→ **Short task 1**
Copy the reflection on Global Pentecostalism, beginning at the words "But more than" and stopping after "my home church?", and swap "Wales" for "Britain" throughout that stretch.
→ **Short task 2**
Extend the reflection on Global Pentecostalism, starting after its final sentence.

→ **Extract provided**
- - -

Reading Global Pentecostalism was a ‘coming home’ experience for me. I do confess, just as when Miller and Yamamori started their research, I too have held negative preconceived ideas about Pentecostals, as being too heavenly minded to be of any earthly good, and as adherents of that dodgy Health and Wealth theology. Where I got those ideas from, I’m not sure. Whether it was from my über-conservative ministry training in a Reformed Calvinist College, or my good old-fashioned Baptist roots, or even from the influence of the Cape Town Churches we visited, I do not know. But somehow along the way, I picked up the idea that Pentecostals were a branch of Christianity that I probably shouldn’t get too involved with.
However, Global Pentecostalism, has begun to change all that. In fact, while reading this text, I found myself wondering whether I may in fact be one of these aspiring Progressive Pentecostals without even knowing it! From the exuberant worship, holistic gospel message, to the emphasis on healing and spiritual gifts, these are all aspects of a church culture we are trying to create in our church plant.
But more than that, in reading this text, I found myself realising how slow we are in Wales to comprehend how God is working around the world, or more specifically, below the equator. Why is the dynamic and developing holistic gospel of Progressive Pentecostalism burgeoning in the Southern hemisphere, but not in Wales? I ask, how can I encourage these Progressive Pentecostal values to find their way to these Welsh shores? How can I foster this holistic gospel here in my home church?
For a former social worker in India, preaching the gospel alone is not enough: “Material development, he said, is important, but it is not sufficient. People need an internal transformation that realigns their moral compass. When this occurs, there is a lifestyle change that, over time, provides the basis for potential upward social mobility. Economic development programs are not unimportant, he said, but they are not sufficient in his view…Rather, a holistic understanding of personal and social transformation is more likely to succeed.”  As St. Stephen’s ministry to drug addicts in Hong Kong have also found, “The long-term problem is to fill the void that made the individual vulnerable to drugs, and in his mind the solution is spiritual…”

- - -

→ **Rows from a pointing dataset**
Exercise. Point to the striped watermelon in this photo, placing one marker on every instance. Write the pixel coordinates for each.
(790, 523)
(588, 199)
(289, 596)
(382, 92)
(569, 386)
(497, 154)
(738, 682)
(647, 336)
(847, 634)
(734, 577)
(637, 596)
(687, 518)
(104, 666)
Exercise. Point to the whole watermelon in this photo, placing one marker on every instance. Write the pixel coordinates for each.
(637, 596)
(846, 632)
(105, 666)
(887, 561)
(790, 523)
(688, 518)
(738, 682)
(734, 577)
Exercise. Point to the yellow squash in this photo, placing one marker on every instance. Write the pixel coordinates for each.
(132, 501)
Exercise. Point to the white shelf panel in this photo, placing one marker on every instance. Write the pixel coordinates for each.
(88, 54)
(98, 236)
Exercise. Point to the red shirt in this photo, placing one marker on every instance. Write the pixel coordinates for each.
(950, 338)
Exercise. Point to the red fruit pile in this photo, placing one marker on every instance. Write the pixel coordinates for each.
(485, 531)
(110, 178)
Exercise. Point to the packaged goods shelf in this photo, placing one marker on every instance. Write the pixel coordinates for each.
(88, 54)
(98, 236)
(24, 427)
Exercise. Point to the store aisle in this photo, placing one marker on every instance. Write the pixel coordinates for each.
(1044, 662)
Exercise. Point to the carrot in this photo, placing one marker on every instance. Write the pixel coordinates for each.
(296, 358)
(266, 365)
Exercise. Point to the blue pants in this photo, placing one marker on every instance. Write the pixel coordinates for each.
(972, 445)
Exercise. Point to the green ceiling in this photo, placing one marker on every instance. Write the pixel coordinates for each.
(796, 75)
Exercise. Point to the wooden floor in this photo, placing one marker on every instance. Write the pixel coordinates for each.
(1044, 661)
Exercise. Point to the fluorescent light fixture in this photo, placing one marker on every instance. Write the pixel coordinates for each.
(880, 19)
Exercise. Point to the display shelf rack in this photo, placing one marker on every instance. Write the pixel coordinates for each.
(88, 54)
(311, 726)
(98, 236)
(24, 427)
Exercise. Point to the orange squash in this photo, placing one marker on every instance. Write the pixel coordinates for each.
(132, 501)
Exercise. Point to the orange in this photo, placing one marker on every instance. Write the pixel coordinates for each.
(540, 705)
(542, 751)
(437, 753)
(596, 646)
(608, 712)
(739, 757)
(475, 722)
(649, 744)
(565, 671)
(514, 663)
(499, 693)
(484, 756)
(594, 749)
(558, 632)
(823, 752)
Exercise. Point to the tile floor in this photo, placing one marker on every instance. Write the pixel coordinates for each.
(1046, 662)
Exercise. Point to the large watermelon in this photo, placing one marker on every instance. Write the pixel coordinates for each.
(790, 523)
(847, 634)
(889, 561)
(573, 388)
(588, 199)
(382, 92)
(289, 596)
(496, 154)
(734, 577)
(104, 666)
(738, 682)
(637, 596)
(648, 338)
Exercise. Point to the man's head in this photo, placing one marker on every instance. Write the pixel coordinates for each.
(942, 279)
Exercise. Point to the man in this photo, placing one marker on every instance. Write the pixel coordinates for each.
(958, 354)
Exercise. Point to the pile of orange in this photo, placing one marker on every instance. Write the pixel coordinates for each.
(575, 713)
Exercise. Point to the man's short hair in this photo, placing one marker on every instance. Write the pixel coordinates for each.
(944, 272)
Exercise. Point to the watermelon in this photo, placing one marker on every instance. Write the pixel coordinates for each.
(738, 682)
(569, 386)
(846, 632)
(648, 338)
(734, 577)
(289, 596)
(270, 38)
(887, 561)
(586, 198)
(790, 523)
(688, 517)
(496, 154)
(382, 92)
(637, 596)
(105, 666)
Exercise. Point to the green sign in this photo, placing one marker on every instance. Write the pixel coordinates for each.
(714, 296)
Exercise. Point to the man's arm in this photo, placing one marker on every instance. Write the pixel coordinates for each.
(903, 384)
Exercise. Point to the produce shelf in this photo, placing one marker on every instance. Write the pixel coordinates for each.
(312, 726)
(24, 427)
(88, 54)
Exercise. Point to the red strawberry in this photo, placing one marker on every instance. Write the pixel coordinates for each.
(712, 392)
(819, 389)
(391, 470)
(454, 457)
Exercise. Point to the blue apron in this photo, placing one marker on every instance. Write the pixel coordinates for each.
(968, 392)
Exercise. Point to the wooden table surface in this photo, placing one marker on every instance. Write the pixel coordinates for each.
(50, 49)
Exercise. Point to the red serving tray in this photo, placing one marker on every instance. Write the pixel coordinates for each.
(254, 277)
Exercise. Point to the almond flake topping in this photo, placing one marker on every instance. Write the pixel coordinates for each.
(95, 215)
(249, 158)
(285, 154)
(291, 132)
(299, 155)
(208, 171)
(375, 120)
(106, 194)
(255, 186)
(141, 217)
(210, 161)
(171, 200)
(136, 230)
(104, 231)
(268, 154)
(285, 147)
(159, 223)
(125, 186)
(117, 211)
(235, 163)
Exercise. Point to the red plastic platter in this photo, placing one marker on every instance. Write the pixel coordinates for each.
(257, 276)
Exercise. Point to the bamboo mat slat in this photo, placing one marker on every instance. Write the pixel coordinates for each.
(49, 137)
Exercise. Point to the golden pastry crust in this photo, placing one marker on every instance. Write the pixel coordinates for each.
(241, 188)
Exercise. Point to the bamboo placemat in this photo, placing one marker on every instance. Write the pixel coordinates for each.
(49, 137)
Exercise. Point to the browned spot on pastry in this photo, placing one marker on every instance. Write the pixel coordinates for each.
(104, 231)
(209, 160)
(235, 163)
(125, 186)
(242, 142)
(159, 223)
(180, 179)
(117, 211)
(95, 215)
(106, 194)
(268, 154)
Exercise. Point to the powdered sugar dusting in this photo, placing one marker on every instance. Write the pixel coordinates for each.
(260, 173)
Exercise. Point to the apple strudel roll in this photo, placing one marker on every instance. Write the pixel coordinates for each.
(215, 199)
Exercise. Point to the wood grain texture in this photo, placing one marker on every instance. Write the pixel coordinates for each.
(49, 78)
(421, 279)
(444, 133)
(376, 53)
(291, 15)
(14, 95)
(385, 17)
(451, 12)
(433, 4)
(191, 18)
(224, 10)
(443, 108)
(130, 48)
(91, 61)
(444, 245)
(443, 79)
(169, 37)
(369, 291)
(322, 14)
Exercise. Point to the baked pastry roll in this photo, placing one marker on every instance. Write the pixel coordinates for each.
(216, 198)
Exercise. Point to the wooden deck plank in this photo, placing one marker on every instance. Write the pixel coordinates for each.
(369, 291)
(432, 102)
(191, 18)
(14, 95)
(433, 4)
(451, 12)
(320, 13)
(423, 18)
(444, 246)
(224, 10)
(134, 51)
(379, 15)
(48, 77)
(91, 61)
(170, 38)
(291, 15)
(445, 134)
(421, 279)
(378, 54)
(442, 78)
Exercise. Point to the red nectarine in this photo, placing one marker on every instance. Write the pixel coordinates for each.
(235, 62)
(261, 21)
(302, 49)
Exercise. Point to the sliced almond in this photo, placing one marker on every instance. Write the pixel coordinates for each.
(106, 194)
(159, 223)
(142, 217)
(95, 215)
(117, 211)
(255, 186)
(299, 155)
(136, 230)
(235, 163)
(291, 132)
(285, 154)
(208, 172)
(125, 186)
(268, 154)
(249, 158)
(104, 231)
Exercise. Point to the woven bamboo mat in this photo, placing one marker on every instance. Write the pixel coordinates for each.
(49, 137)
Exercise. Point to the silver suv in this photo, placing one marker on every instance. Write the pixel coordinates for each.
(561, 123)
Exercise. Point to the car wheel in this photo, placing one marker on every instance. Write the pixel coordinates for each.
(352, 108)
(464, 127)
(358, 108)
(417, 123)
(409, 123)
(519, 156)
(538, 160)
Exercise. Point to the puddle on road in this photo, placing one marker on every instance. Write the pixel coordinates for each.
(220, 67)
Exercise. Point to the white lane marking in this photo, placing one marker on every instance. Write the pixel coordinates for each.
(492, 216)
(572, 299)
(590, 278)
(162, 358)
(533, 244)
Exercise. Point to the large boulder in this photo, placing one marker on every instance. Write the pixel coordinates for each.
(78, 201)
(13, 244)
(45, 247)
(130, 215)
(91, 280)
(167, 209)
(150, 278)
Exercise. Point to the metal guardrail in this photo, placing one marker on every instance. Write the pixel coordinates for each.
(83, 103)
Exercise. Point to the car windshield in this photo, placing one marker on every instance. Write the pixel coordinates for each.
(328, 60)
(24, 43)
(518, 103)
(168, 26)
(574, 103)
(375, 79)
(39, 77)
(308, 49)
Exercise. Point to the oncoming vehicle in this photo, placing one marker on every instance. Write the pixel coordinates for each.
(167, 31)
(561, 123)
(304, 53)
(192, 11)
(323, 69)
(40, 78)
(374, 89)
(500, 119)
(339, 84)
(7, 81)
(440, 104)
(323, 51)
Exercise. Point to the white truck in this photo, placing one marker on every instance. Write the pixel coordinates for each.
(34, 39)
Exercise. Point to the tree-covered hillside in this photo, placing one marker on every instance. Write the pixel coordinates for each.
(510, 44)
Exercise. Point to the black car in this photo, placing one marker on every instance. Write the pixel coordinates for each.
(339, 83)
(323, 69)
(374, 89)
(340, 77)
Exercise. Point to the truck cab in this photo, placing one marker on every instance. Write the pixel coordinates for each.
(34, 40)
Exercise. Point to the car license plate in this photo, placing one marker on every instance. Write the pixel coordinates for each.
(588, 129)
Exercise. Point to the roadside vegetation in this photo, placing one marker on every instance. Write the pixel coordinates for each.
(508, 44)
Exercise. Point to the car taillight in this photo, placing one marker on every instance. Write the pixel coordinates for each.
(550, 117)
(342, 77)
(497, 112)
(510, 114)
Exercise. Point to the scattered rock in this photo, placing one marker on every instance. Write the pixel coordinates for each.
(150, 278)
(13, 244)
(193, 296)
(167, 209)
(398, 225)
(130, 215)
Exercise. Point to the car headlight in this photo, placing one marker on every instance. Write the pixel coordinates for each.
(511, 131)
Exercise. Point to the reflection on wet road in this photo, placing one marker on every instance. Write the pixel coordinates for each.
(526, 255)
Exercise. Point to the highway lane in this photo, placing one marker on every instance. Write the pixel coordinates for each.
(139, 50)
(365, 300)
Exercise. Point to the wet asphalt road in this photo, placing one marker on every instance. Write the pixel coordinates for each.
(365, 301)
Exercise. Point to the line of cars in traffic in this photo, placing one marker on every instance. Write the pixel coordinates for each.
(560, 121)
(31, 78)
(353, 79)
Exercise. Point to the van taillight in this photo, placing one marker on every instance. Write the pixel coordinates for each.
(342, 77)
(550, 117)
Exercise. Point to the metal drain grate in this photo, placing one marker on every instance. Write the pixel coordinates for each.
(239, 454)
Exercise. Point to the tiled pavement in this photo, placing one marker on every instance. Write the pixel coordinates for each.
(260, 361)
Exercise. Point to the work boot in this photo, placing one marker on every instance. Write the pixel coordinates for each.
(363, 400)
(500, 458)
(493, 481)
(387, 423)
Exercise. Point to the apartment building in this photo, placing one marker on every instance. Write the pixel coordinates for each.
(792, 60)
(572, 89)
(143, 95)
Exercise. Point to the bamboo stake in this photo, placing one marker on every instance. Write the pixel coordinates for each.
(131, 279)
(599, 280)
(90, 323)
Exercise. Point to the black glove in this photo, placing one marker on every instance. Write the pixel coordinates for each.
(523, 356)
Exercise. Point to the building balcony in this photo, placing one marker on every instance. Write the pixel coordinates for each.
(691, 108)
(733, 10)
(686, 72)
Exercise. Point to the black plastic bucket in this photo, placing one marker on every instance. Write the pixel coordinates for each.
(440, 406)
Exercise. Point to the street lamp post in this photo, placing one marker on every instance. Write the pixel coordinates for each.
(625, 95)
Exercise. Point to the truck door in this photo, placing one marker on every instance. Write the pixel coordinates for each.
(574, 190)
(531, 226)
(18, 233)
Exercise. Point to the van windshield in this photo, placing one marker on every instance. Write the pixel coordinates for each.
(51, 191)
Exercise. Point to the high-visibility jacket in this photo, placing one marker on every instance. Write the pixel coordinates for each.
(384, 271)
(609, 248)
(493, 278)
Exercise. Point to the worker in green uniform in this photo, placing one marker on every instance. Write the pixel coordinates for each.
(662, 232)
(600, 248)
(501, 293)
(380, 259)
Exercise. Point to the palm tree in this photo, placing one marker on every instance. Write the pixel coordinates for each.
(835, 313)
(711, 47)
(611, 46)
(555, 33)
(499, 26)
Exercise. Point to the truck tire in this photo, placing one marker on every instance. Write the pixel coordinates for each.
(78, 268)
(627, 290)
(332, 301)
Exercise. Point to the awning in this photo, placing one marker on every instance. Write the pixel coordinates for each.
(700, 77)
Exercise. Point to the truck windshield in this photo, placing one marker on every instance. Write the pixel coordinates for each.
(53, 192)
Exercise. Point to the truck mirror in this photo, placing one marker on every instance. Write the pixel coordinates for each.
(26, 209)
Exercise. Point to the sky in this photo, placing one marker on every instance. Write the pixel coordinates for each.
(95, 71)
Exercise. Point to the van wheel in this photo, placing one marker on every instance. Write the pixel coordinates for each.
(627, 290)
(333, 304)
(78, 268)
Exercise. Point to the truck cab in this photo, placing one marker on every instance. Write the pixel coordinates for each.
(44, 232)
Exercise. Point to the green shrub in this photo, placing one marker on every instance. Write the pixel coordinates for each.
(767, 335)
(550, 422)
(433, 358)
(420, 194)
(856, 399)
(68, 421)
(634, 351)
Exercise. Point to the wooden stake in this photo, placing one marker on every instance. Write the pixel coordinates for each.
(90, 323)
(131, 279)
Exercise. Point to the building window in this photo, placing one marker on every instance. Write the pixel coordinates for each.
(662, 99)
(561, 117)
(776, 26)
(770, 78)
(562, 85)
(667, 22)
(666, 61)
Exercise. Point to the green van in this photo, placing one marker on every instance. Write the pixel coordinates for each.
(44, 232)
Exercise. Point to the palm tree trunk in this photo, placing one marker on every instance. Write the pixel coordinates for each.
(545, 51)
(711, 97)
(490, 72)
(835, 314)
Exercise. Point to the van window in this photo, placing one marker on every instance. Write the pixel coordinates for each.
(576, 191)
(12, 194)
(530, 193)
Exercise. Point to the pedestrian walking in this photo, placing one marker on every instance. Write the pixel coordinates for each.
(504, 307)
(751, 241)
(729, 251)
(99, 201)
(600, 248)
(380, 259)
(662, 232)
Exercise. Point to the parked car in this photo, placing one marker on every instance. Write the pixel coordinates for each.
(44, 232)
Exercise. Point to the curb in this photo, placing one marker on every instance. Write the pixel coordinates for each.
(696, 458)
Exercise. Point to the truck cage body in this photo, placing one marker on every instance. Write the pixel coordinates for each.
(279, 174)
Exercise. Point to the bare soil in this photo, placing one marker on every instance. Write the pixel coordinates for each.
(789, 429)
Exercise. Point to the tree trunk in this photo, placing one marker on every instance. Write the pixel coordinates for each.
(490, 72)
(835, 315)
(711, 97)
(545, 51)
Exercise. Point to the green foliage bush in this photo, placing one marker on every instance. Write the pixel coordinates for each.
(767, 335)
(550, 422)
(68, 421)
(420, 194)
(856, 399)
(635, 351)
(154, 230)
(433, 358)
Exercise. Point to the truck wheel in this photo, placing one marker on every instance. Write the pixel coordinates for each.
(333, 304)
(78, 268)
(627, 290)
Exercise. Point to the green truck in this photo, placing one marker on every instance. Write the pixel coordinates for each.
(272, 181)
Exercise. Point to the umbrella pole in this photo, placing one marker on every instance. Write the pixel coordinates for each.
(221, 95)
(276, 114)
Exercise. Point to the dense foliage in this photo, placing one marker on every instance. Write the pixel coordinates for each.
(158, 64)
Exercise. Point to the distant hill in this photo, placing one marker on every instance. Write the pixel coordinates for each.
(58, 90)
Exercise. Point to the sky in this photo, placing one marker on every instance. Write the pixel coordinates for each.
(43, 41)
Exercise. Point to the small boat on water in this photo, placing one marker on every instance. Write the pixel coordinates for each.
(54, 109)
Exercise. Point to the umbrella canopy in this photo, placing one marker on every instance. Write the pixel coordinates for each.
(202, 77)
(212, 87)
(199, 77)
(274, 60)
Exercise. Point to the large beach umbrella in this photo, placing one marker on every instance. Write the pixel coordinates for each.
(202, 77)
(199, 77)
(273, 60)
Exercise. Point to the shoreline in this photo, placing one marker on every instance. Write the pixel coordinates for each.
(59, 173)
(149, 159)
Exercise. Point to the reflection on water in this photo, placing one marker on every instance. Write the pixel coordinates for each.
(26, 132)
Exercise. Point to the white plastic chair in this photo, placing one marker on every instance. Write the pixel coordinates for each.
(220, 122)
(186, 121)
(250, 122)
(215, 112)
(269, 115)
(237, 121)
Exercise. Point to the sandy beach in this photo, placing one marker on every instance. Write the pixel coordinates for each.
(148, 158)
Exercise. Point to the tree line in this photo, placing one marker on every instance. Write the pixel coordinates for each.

- - -

→ **Written answer 1**
But more than that, in reading this text, I found myself realising how slow we are in Britain to comprehend how God is working around the world, or more specifically, below the equator. Why is the dynamic and developing holistic gospel of Progressive Pentecostalism burgeoning in the Southern hemisphere, but not in Britain? I ask, how can I encourage these Progressive Pentecostal values to find their way to these Welsh shores? How can I foster this holistic gospel here in my home church?

→ **Written answer 2**
The holistic focus that Progressive Pentecostalism is centred on is both fascinating and inspiring, especially as in recent months I’ve been thinking and praying about the idea of setting up a Life Centre some time in the future. A place where people in the local community can find practical help in terms of drug prevention, food vouchers, literacy classes, family support and so on, but also a place where healing of the inner person can take place, bringing restoration and wholeness to the mind, heart and soul, not just the body. Global Pentecostalism has served to stoke that desire.
As Miller and Yamamori explain in great detail, the centre of Christianity has indeed shifted from the Northern hemisphere to the Southern, and surely we cannot ignore the fact that the greatest growth within Christianity is taking place among churches who “claim to be inspired by the Holy Spirit and the life of Jesus and seek to holistically address the spiritual, physical, and social needs of people in their community.”  This is where it’s ‘happening’ in God’s universal Church. The question is, what should we at Bethel Community Church do in response? A very inspiring and encouraging read.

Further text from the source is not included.